- _Data to process_
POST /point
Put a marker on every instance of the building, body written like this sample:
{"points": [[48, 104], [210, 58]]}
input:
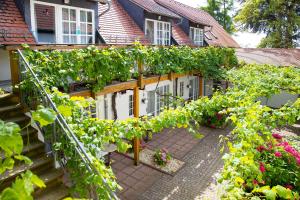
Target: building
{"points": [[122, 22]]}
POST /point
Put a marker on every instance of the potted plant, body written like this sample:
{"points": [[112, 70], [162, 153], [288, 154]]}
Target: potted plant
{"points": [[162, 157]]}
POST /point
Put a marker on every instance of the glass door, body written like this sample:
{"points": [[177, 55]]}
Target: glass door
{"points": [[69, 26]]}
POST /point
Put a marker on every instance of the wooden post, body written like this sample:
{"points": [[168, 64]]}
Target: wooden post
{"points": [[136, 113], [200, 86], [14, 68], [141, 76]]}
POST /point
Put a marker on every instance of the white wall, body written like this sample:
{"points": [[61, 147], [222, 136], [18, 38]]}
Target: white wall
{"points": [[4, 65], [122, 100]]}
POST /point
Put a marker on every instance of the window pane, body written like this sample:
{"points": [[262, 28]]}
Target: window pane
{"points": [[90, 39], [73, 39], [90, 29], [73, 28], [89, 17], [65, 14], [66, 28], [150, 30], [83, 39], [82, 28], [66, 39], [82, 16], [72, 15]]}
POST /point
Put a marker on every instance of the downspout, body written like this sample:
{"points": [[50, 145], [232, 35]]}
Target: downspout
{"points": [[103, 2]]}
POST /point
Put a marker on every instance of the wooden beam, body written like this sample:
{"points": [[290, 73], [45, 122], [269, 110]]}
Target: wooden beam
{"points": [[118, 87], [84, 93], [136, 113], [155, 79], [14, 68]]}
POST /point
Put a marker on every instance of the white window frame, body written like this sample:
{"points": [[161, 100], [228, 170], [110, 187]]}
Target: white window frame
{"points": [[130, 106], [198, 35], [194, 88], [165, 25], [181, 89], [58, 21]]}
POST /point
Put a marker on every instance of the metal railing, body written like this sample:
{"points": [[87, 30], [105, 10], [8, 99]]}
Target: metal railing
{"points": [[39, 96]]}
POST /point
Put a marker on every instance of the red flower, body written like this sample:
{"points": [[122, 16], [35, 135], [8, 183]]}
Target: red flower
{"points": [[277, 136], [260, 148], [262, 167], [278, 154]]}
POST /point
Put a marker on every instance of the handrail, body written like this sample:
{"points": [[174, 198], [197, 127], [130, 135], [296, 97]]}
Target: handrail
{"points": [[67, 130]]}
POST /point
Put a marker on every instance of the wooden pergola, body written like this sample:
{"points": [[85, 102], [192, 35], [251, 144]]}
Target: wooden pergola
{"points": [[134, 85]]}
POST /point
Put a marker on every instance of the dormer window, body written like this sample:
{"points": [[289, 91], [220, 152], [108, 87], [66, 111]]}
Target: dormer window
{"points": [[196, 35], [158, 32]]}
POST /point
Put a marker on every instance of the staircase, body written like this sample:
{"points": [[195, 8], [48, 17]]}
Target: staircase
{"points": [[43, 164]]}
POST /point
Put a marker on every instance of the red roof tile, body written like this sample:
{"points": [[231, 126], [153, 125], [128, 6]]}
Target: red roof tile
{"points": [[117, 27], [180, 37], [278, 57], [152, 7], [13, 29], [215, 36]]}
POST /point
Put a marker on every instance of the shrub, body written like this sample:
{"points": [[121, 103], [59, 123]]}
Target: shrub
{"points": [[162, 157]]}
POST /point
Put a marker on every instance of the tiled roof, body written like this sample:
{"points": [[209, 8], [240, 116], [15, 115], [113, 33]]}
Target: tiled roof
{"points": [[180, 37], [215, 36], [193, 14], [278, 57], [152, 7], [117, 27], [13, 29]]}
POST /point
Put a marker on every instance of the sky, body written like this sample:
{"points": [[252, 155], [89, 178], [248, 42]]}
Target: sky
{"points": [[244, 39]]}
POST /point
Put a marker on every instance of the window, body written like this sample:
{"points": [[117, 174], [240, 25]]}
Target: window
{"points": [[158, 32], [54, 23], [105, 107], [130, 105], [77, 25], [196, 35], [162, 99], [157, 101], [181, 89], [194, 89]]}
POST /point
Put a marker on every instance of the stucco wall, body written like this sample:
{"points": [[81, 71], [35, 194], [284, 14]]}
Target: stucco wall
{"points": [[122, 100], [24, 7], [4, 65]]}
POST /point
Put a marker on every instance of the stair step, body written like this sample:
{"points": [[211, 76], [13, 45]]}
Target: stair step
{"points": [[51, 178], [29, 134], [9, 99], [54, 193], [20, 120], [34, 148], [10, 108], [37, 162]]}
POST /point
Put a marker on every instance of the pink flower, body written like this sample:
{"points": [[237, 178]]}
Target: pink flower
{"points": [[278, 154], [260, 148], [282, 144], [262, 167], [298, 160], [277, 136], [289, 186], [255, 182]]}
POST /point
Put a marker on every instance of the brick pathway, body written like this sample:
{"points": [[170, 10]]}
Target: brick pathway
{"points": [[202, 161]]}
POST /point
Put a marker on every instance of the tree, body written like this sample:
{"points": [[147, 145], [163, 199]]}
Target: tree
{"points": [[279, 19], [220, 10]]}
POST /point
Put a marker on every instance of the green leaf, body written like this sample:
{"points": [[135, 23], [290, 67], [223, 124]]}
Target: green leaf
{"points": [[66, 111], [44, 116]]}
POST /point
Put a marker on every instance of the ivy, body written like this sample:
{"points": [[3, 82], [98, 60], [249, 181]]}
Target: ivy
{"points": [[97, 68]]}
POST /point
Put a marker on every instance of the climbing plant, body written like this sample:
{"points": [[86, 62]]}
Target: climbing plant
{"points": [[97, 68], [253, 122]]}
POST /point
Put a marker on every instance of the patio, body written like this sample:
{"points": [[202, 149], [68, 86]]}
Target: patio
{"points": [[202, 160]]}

- _Task brief_
Repeat the material above word for word; no images go in the copy.

- _Task answer_
POST /point
Put a marker on every instance of the building, body written like this sample:
{"points": [[48, 104], [210, 58]]}
input:
Target: building
{"points": [[122, 22]]}
POST /point
Put a marker on every instance of the potted plant, body written like this sample:
{"points": [[112, 70], [162, 153], [288, 154]]}
Target: potted plant
{"points": [[162, 157]]}
POST /point
Put a marker on every instance of the glass door, body written like this sample:
{"points": [[177, 55]]}
Target: glass door
{"points": [[69, 26]]}
POST /point
Put a marker on every instance of the wooden post, body written like this sample:
{"points": [[168, 64]]}
Target: wooden post
{"points": [[136, 113], [200, 86], [14, 68], [141, 76]]}
POST /point
Put a marker on every instance of the white wall, body written like this sample:
{"points": [[61, 147], [222, 136], [18, 38]]}
Target: white wall
{"points": [[4, 65], [122, 100]]}
POST /point
Put a marker on every instance of the window pane, body written like this sample:
{"points": [[262, 28]]}
Target: window pane
{"points": [[90, 39], [73, 39], [90, 29], [73, 28], [89, 17], [65, 14], [66, 28], [150, 30], [83, 39], [82, 28], [66, 39], [82, 16], [72, 15]]}
POST /point
Put a marker on every instance of the downspout, body written like this sample:
{"points": [[50, 145], [232, 35]]}
Target: downspout
{"points": [[103, 2]]}
POST /point
Put a marker on every instance of the wooden beam, body written like this sample:
{"points": [[290, 73], [45, 122], [269, 110]]}
Target: wooden beam
{"points": [[118, 87], [84, 93], [136, 113], [155, 79], [14, 68]]}
POST /point
Put a marker on every instance of the white window frame, body written like this sample:
{"points": [[161, 100], [228, 170], [110, 187]]}
Target: white window frame
{"points": [[130, 106], [198, 35], [194, 88], [165, 25], [181, 89], [58, 21]]}
POST /point
Put a marker on every instance of the metal railing, body written like this sample:
{"points": [[87, 30], [105, 10], [8, 99]]}
Target: metal railing
{"points": [[39, 96]]}
POST /point
Put a marker on every instance of the red flower, body written like this sample:
{"points": [[122, 16], [35, 135], [8, 183]]}
Target: red flower
{"points": [[277, 136], [260, 148], [262, 167], [278, 154]]}
POST /point
Put a marker on every instance of the handrail, body written like this sample:
{"points": [[174, 198], [197, 127], [130, 135], [296, 97]]}
Target: handrail
{"points": [[67, 130]]}
POST /point
Put a marker on every instance of the wooden pergola, body written like this sample:
{"points": [[85, 102], [192, 35], [251, 144]]}
Target: wooden pergola
{"points": [[134, 85]]}
POST /point
Put a marker on every instance of the dormer window, body written like this sample:
{"points": [[289, 91], [220, 152], [108, 87], [66, 111]]}
Target: dormer window
{"points": [[196, 35], [158, 32]]}
POST /point
Put a marker on every instance of the staircase, body written like this sample:
{"points": [[195, 8], [48, 17]]}
Target: staircase
{"points": [[43, 164]]}
POST /point
Put a marker on every instance of the red roof tile, body written like this sample:
{"points": [[231, 126], [153, 125], [128, 6]]}
Target: red roof tile
{"points": [[117, 27], [180, 37], [278, 57], [152, 7], [13, 29], [215, 36]]}
POST /point
Put a marker on every instance of the shrub, body written like this sample:
{"points": [[121, 103], [59, 123]]}
Target: shrub
{"points": [[162, 157]]}
POST /point
Put a marker on every instance of the tiled roof, body written like this sample:
{"points": [[209, 8], [240, 116], [15, 115], [113, 33]]}
Target: tiled roof
{"points": [[180, 37], [215, 36], [193, 14], [278, 57], [152, 7], [117, 27], [13, 29]]}
POST /point
Put a marker on every instance of the sky, body written like this sample:
{"points": [[252, 155], [89, 178], [248, 42]]}
Target: sky
{"points": [[244, 39]]}
POST /point
Put a marker on every instance of the window, body written like this sample:
{"points": [[117, 174], [240, 25]]}
Target: window
{"points": [[158, 32], [54, 23], [105, 107], [130, 105], [77, 25], [196, 35], [162, 99], [157, 101], [181, 89], [194, 89]]}
POST /point
Put a marker on every instance of the stucco wall, body written like this sample:
{"points": [[81, 71], [35, 194], [284, 14]]}
Target: stucco wall
{"points": [[122, 100], [24, 7], [4, 65]]}
POST /point
Put a marker on every instance of the stair step, body written like this sample:
{"points": [[211, 76], [13, 45]]}
Target: stair step
{"points": [[51, 178], [29, 134], [9, 99], [54, 193], [20, 120], [34, 148], [10, 108], [37, 162]]}
POST /point
Put a marker on every instance of the pink flower, body written like this sample:
{"points": [[237, 178]]}
Target: pink flower
{"points": [[278, 154], [260, 148], [282, 144], [262, 167], [298, 160], [277, 136], [289, 186], [255, 182]]}
POST /point
Put a marker on every instance of the brick pathway, body written like this sample:
{"points": [[170, 10]]}
Target: brick pathway
{"points": [[202, 161]]}
POST /point
Put a marker on every instance of the tree, body written like this sample:
{"points": [[147, 145], [163, 199]]}
Target: tree
{"points": [[279, 19], [220, 10]]}
POST /point
Put a marker on every instance of the green leaf, body written like this sample:
{"points": [[135, 23], [290, 67], [223, 124]]}
Target: green leaf
{"points": [[66, 111], [44, 116]]}
POST /point
Put a marker on every instance of the ivy, body written like this sample:
{"points": [[3, 82], [98, 60], [249, 181]]}
Target: ivy
{"points": [[97, 68]]}
POST /point
Put a marker on every instance of the climbing plant, body written like this sample:
{"points": [[86, 62]]}
Target: climbing plant
{"points": [[97, 68], [253, 122]]}
POST /point
Put a marker on every instance of the patio, body written like this sample:
{"points": [[202, 149], [68, 86]]}
Target: patio
{"points": [[202, 160]]}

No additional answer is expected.